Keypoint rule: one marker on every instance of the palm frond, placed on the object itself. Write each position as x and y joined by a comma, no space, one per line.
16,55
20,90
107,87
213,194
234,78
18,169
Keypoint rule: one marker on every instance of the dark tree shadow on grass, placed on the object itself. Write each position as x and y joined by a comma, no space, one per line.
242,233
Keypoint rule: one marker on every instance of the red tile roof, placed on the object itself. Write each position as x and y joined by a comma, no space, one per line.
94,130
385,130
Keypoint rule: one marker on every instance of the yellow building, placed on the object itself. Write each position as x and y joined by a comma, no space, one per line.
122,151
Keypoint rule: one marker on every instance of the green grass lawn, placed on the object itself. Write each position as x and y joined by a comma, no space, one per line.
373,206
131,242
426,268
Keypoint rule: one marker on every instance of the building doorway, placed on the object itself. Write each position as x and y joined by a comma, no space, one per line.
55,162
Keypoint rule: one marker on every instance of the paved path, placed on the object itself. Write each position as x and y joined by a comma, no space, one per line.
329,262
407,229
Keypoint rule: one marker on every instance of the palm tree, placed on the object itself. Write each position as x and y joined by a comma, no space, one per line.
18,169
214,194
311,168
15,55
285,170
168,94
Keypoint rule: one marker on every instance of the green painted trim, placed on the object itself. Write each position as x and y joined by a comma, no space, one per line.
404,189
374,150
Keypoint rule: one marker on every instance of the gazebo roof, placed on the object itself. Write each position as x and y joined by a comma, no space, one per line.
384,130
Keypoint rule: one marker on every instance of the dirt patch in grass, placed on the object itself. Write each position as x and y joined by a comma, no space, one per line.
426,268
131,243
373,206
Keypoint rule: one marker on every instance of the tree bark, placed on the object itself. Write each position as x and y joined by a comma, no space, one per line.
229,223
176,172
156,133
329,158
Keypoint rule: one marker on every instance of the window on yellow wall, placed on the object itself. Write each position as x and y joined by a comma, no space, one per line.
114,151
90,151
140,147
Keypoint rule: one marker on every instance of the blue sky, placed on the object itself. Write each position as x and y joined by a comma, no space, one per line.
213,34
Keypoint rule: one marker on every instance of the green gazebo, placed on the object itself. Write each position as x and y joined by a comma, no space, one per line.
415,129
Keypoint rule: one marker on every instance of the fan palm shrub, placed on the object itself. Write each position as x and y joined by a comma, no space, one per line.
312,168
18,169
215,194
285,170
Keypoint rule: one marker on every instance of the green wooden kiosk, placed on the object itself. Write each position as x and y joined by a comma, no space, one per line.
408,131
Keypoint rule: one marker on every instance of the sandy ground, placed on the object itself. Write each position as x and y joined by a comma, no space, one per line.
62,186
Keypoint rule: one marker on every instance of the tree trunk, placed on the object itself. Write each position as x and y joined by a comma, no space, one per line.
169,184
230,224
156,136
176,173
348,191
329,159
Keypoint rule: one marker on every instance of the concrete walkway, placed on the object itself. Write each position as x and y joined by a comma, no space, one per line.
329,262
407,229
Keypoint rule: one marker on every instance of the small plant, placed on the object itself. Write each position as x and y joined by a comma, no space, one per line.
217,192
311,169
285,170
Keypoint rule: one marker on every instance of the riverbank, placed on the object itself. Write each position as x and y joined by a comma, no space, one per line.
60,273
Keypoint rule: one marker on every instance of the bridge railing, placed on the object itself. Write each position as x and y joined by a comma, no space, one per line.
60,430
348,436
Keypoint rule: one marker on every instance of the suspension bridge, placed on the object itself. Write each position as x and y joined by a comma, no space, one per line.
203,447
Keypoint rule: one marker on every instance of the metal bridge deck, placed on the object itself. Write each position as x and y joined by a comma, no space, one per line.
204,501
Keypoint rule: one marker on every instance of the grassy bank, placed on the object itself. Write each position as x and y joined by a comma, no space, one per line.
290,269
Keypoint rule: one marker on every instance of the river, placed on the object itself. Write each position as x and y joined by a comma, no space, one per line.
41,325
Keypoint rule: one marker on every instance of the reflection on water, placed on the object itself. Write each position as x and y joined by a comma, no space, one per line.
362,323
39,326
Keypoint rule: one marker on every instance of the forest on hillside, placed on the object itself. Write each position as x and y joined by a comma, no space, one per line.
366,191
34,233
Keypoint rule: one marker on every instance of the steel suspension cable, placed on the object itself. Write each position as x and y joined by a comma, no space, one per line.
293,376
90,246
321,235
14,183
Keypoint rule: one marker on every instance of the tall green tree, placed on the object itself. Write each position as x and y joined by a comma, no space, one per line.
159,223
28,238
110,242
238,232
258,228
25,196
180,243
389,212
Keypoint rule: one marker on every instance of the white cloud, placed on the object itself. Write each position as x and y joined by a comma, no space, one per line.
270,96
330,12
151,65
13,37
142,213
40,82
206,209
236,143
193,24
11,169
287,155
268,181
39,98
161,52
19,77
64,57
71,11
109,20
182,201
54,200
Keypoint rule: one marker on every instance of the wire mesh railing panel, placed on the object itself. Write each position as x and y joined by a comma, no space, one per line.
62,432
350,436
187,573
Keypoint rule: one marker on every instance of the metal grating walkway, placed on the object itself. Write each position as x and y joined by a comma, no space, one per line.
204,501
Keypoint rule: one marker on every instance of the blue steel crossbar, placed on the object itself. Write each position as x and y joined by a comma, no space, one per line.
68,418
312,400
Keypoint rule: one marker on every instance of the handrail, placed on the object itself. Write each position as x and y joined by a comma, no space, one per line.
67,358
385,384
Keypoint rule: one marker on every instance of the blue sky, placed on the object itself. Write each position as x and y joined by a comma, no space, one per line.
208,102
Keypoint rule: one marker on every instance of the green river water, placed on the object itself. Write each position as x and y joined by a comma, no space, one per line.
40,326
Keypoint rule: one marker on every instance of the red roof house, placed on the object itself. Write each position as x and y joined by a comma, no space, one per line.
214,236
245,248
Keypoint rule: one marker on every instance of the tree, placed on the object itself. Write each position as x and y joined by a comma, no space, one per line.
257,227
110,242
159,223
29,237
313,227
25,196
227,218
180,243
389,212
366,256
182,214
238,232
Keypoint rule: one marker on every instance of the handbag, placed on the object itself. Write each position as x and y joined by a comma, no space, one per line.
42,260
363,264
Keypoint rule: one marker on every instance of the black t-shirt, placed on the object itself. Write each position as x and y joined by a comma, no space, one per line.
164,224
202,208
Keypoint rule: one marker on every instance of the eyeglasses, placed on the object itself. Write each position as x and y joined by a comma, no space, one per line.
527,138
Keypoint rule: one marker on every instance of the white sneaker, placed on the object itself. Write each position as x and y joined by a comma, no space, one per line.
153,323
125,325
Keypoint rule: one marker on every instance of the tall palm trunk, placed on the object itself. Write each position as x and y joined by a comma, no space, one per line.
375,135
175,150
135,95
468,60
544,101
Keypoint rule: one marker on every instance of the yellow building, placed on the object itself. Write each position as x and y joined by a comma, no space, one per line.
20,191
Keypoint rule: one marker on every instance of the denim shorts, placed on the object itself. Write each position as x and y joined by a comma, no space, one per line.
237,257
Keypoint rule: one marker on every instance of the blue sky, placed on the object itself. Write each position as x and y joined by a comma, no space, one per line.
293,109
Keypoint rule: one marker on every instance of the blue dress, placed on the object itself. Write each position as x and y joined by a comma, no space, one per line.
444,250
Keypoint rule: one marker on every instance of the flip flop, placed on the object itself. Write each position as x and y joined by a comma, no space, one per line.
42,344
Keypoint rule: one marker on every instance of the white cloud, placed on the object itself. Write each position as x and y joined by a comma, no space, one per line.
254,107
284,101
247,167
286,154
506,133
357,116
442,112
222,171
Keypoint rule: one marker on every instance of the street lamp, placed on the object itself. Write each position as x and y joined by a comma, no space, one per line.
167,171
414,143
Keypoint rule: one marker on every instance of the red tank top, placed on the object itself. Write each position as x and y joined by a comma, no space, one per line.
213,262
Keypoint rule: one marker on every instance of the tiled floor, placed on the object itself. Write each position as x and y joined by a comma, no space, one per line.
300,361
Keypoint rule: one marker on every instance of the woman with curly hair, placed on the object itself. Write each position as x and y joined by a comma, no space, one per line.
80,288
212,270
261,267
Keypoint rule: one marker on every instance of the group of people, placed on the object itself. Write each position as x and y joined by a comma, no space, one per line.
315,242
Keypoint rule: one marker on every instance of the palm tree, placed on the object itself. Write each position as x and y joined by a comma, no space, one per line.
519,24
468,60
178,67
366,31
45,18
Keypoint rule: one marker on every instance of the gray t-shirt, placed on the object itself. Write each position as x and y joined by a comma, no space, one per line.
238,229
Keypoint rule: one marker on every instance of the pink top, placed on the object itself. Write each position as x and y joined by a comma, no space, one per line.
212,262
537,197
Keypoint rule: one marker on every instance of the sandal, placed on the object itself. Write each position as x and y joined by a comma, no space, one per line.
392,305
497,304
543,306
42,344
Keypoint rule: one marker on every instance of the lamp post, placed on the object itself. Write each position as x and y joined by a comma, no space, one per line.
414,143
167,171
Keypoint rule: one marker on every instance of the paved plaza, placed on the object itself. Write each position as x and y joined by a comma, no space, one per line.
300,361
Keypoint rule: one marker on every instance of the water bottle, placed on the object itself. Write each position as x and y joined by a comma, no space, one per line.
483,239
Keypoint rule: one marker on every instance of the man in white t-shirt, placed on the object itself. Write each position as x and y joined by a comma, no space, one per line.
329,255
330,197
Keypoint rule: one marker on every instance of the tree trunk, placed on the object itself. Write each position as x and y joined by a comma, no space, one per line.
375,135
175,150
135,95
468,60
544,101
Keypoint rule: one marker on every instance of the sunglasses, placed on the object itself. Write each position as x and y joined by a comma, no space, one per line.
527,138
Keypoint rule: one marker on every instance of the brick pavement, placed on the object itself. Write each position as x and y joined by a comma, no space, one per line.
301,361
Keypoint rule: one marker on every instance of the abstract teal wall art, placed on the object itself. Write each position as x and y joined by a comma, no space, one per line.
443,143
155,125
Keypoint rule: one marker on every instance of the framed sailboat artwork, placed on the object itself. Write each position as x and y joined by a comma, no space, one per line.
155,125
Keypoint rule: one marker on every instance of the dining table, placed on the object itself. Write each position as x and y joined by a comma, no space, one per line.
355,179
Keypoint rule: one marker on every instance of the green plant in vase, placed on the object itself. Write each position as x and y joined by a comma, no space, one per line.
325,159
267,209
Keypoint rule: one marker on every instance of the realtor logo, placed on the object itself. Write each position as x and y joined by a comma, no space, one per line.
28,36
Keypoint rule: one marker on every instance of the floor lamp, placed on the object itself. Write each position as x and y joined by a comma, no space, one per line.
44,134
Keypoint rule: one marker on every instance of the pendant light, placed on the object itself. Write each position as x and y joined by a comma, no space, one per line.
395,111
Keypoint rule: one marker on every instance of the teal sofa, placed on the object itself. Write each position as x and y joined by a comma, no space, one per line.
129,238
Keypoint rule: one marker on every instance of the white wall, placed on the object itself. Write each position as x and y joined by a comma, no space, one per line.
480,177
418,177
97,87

DIRECTIONS: Repeat exactly the lines starting at the line with "Keypoint rule: one marker on every instance of the pendant" and ending with the final line of the entries. Include nothing else.

EXERCISE ANSWER:
Keypoint rule: one marker on every instance of the pendant light, placed on the object itself. Write each position as x and y joined by a comma, no space, one per line.
395,111
Keypoint rule: one marker on every instance of the teal sofa, placed on the object itself. Write each position as x and y joined by a comma, no space, one per line.
129,238
Keypoint rule: one marker on every instance of the white wall, placed on the object itself. Write each position as x and y joined by a comma, no space, one per line.
480,177
418,177
97,87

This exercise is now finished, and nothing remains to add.